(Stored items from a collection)
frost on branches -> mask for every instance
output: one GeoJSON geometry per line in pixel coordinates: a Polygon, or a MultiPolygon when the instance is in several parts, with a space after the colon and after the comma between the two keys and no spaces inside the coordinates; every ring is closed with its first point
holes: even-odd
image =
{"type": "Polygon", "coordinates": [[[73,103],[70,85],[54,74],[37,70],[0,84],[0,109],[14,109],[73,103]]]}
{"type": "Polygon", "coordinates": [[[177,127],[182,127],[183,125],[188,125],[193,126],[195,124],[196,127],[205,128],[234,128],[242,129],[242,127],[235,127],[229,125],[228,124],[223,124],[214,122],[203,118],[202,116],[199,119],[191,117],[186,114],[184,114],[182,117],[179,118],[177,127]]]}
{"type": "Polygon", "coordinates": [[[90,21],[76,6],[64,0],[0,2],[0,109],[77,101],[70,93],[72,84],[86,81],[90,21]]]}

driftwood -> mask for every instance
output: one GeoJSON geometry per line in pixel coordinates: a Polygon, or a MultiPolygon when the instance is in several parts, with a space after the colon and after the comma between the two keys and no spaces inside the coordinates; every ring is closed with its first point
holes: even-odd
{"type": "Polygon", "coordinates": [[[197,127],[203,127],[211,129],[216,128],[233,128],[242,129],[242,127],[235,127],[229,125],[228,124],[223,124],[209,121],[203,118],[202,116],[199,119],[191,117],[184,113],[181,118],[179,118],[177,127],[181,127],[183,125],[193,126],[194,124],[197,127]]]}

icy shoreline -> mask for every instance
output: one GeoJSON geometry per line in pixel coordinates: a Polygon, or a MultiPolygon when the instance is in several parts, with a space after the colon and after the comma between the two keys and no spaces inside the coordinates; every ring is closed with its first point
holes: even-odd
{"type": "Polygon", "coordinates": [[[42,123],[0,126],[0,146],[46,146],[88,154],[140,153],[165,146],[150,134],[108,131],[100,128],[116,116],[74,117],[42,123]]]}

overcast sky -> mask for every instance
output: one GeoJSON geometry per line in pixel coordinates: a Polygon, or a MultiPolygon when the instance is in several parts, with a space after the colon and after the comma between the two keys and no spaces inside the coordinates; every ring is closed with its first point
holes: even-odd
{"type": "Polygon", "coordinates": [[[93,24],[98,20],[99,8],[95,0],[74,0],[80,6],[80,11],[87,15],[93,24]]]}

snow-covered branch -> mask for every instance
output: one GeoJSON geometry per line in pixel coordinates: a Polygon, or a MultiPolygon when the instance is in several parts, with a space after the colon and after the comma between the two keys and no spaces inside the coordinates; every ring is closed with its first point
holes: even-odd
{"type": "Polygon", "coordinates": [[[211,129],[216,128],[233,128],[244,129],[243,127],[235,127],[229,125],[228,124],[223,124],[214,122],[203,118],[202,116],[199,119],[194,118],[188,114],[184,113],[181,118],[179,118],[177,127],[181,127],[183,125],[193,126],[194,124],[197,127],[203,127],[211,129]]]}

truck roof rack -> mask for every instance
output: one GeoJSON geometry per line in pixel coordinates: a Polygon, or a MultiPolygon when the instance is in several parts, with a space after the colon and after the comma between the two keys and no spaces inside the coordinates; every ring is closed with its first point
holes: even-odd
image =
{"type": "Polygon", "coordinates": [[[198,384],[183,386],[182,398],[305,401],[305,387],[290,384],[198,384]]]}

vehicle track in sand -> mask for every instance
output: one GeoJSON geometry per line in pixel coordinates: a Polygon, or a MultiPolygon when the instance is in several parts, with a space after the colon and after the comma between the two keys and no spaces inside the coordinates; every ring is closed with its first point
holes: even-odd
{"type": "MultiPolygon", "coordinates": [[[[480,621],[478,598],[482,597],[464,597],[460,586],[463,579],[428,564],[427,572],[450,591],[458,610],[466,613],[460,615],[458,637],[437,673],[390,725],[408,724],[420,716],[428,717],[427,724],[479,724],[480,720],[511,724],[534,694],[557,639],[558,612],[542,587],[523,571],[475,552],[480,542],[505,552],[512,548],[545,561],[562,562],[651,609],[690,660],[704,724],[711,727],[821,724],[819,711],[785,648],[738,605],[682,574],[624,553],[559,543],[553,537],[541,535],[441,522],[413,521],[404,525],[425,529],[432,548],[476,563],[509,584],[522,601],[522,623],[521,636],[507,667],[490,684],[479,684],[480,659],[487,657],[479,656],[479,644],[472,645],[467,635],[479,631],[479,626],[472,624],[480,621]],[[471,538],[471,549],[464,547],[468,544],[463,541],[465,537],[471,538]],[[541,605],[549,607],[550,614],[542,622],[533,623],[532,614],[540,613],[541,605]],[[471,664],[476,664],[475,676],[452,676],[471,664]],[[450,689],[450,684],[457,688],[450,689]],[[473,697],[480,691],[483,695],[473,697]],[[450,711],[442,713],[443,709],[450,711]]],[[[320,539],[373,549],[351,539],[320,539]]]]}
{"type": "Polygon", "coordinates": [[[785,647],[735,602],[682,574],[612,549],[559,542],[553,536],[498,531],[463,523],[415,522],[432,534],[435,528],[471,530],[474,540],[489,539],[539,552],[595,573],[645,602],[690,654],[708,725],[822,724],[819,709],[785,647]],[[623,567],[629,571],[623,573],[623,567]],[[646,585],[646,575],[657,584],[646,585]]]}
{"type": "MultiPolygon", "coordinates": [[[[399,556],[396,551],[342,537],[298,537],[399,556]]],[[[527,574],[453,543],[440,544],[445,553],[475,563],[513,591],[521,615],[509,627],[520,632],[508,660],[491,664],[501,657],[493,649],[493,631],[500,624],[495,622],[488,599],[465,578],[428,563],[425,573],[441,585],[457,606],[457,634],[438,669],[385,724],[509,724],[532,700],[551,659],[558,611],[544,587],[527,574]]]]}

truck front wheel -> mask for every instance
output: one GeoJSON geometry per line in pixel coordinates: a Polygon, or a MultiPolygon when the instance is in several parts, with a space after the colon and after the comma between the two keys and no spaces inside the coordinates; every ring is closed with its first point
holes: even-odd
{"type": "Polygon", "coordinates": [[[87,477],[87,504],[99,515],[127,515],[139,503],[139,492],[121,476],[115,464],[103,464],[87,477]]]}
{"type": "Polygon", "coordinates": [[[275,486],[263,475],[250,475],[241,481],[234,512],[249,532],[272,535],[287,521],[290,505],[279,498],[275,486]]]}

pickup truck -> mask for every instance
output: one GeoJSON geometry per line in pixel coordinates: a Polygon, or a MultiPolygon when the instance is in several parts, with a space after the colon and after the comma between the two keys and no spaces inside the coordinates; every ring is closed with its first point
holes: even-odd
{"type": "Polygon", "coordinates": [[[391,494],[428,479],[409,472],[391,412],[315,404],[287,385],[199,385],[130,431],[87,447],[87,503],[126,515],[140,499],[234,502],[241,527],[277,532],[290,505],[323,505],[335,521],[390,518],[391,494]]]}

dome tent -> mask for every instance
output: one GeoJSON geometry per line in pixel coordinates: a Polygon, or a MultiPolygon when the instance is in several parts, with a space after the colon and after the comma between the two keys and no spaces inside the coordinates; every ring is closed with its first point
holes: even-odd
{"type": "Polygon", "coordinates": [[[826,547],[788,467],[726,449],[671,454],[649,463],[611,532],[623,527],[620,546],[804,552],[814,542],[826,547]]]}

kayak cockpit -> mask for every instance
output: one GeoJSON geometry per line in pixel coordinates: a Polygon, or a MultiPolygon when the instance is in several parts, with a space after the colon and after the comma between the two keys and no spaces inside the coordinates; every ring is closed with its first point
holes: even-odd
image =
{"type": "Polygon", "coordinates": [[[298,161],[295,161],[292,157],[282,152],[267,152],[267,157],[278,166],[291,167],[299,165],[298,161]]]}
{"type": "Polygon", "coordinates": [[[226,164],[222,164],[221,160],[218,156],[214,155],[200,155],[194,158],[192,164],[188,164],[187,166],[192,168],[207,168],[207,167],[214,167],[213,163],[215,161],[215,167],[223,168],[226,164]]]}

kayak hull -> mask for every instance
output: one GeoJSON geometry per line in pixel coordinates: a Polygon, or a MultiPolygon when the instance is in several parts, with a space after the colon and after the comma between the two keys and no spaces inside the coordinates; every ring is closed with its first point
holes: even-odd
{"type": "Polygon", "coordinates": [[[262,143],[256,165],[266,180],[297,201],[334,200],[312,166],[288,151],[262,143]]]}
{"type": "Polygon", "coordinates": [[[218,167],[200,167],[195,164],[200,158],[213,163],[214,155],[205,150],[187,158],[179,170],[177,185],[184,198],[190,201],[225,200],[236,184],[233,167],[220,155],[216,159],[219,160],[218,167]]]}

# WRITTEN PROBLEM
Starting from the line containing "kayak cockpit -> mask for every instance" and ending with the final line of the data, reproduce each line exactly as it appears, including no other lines.

# EXERCISE RESPONSE
kayak cockpit -> mask for every instance
output: one GeoJSON geometry per line in pixel coordinates: a Polygon, or a MultiPolygon when the instance is in several parts, with a space after the colon and after the comma between the two keys and no spaces inside the coordinates; every ring is closed with its first point
holes: even-odd
image =
{"type": "Polygon", "coordinates": [[[298,161],[295,161],[292,157],[282,152],[267,152],[267,157],[278,166],[291,167],[299,165],[298,161]]]}
{"type": "Polygon", "coordinates": [[[226,164],[222,164],[221,160],[218,156],[214,155],[200,155],[194,158],[192,164],[188,164],[187,166],[192,168],[207,168],[207,167],[214,167],[213,163],[215,161],[215,167],[223,168],[226,164]]]}

kayak hull -> mask for every instance
output: one GeoJSON geometry per line in pixel coordinates: a Polygon, or a MultiPolygon when the instance is in several parts, with a space after the colon and after the comma between the two keys and no spaces inside the coordinates; every ring is closed with its first point
holes: even-odd
{"type": "Polygon", "coordinates": [[[262,143],[256,165],[266,180],[297,201],[334,200],[312,166],[288,151],[262,143]]]}
{"type": "Polygon", "coordinates": [[[218,167],[200,167],[195,164],[200,158],[213,163],[214,155],[205,150],[187,158],[179,170],[177,185],[184,198],[190,201],[225,200],[236,184],[233,167],[220,155],[216,159],[219,160],[218,167]]]}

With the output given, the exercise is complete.